Exercise goal: Only the closing portion of the entries is to be reproduced: the line containing "of the sandy" through the very last line, exactly as written.

Point localization data:
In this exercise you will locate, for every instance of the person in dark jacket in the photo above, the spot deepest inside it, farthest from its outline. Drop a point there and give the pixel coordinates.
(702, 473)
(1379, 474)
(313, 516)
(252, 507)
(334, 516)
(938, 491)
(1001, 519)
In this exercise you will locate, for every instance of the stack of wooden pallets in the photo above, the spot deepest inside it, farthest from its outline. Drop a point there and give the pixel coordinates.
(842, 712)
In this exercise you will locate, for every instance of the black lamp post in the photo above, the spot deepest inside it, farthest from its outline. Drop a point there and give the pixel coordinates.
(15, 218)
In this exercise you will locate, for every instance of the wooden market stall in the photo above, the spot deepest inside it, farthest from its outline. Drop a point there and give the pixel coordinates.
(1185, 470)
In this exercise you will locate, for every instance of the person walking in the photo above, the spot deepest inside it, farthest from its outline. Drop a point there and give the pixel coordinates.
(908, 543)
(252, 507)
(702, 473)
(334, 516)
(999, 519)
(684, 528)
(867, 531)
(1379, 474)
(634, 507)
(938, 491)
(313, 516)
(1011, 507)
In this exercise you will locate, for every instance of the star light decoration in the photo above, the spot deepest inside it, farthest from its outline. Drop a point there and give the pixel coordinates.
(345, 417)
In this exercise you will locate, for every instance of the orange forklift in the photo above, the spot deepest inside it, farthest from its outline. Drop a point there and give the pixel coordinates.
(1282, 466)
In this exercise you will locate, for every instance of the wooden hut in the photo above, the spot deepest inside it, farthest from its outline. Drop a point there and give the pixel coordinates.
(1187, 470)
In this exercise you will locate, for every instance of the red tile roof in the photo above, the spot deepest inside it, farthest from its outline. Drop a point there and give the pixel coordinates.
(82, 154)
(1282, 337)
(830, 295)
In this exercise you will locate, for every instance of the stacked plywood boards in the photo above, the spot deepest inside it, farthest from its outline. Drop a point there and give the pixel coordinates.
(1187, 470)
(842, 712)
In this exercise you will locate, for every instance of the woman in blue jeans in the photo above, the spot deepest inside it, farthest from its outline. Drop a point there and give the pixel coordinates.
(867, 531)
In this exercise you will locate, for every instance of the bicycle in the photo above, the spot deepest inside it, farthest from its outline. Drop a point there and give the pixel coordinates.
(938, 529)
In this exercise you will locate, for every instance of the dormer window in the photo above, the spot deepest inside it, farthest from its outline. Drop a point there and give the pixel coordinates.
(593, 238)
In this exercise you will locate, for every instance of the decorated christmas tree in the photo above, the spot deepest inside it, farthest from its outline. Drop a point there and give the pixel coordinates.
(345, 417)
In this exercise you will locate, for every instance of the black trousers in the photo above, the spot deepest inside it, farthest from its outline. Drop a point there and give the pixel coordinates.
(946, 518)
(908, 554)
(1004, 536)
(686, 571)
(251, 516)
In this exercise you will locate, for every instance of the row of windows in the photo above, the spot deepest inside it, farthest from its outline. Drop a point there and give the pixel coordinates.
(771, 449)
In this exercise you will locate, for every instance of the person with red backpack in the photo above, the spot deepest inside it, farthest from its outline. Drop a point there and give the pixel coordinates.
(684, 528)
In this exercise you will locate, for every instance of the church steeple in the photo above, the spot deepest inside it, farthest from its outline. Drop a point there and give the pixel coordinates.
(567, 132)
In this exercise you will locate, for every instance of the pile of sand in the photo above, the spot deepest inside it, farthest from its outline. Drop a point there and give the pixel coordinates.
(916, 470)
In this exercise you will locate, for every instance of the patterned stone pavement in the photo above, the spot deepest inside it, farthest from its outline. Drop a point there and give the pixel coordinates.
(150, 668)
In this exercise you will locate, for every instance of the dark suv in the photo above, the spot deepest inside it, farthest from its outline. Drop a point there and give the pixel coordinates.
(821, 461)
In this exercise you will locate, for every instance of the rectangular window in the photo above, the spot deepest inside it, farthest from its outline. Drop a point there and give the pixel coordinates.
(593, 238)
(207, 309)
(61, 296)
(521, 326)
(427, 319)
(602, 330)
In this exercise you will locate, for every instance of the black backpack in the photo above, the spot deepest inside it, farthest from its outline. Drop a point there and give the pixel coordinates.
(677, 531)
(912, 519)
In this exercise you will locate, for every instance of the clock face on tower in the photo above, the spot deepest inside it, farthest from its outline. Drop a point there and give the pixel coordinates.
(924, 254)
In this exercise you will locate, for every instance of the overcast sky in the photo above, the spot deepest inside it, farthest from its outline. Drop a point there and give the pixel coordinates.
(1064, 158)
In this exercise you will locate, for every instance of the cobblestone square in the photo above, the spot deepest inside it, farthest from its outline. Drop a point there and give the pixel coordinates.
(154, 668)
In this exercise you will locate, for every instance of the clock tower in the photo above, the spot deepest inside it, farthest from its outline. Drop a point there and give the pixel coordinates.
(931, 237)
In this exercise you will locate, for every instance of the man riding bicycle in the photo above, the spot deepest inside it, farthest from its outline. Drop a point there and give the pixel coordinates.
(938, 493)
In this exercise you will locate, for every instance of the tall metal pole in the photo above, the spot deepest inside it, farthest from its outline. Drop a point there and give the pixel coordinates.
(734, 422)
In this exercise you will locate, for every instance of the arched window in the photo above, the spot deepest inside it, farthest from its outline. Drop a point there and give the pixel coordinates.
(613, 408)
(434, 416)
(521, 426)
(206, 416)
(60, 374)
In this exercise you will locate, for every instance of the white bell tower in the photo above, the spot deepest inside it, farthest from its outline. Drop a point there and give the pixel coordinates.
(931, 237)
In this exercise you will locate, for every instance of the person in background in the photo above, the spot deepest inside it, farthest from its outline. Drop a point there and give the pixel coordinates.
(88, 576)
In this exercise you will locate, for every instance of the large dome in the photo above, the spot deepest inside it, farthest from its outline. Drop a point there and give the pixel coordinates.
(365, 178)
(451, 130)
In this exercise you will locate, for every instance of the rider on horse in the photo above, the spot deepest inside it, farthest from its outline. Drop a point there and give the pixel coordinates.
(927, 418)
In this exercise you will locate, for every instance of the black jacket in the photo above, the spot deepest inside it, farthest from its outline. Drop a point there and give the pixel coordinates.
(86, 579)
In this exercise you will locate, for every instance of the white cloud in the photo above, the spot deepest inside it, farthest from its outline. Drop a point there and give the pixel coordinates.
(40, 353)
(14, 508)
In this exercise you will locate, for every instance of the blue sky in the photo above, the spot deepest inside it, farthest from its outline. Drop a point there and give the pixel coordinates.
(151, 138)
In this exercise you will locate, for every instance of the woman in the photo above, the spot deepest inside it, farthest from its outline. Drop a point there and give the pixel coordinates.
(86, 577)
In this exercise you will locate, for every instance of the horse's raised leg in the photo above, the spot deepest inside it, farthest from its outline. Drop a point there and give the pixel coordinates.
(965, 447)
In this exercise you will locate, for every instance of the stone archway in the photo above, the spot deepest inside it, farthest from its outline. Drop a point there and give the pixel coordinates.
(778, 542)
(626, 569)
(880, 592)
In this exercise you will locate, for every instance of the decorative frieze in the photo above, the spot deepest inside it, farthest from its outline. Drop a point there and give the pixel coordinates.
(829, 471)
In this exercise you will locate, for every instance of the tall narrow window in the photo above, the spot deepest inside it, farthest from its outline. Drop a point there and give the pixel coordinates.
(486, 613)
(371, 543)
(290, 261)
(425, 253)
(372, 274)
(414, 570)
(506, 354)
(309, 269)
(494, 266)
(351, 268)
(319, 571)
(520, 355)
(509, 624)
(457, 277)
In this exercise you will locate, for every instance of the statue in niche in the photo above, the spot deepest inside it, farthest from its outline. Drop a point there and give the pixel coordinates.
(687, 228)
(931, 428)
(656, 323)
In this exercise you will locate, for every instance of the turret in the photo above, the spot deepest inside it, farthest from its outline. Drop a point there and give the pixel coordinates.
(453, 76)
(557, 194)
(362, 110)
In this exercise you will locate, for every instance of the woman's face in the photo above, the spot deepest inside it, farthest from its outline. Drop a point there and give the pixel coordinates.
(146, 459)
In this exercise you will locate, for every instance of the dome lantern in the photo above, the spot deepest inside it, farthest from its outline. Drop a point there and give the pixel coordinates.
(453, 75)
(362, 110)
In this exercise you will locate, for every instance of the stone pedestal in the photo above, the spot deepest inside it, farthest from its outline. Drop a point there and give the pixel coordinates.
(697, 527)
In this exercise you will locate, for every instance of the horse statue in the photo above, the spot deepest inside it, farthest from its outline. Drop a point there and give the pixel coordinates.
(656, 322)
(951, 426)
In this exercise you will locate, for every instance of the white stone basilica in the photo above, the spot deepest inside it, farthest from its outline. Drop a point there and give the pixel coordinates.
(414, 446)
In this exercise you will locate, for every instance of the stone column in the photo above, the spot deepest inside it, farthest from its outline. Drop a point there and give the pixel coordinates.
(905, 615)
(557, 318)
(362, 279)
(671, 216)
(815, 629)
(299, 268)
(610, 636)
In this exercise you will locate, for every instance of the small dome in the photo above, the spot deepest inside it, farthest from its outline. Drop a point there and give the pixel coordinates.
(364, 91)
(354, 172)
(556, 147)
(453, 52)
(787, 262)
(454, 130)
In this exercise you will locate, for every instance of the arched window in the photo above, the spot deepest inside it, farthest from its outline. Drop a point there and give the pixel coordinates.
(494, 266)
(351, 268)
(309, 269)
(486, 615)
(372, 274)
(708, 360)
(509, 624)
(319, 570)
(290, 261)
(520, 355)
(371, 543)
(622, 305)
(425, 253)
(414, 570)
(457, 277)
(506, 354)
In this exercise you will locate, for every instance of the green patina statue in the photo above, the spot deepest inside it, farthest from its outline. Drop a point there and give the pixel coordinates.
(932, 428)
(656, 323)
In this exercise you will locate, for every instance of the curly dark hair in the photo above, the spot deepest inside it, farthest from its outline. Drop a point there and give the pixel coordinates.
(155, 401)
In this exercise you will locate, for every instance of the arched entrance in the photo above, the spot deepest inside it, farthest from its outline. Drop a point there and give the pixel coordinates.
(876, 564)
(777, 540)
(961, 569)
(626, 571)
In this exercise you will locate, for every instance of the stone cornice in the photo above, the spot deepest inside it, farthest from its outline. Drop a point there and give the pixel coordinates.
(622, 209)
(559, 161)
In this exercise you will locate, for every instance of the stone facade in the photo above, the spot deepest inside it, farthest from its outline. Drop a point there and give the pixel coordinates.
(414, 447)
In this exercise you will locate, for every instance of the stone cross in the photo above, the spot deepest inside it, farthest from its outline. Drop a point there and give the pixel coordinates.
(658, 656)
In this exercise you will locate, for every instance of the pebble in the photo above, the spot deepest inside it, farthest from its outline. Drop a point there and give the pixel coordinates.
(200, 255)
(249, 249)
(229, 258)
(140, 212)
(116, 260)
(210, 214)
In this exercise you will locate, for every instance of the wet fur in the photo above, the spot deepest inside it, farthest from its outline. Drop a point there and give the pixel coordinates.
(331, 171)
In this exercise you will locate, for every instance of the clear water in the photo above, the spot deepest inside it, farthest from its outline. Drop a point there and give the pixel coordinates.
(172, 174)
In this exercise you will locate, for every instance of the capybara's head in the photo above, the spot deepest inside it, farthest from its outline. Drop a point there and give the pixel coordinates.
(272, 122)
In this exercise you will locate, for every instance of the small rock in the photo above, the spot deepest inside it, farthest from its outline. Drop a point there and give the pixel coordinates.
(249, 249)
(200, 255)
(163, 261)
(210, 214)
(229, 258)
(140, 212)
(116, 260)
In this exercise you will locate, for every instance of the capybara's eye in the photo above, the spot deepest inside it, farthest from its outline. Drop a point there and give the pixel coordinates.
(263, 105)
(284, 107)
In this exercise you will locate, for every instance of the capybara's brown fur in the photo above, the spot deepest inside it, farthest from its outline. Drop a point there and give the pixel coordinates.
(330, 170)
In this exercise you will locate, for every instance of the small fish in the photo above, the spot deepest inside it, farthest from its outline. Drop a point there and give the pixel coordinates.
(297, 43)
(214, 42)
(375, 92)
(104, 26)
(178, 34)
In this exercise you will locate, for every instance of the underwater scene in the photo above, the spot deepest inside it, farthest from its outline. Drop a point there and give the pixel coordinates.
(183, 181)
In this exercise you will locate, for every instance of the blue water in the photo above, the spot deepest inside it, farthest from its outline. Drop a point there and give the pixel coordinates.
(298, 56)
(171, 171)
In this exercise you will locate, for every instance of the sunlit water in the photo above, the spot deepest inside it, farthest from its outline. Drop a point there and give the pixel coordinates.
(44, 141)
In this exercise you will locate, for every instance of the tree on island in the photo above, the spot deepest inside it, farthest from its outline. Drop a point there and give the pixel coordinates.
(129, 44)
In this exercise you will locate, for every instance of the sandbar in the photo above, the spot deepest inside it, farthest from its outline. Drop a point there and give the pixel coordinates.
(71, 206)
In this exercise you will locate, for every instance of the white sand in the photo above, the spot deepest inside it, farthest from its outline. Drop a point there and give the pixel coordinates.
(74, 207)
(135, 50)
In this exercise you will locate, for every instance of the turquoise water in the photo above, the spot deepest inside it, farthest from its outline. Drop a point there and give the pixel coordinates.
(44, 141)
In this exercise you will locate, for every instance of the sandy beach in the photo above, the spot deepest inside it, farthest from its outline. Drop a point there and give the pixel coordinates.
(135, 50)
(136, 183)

Response to the task:
In this exercise you will locate, for every instance of the sandy beach in the photo above, the spot deepest inside it, farthest from its outline. Drop a point there and give the pixel coordinates.
(135, 50)
(136, 183)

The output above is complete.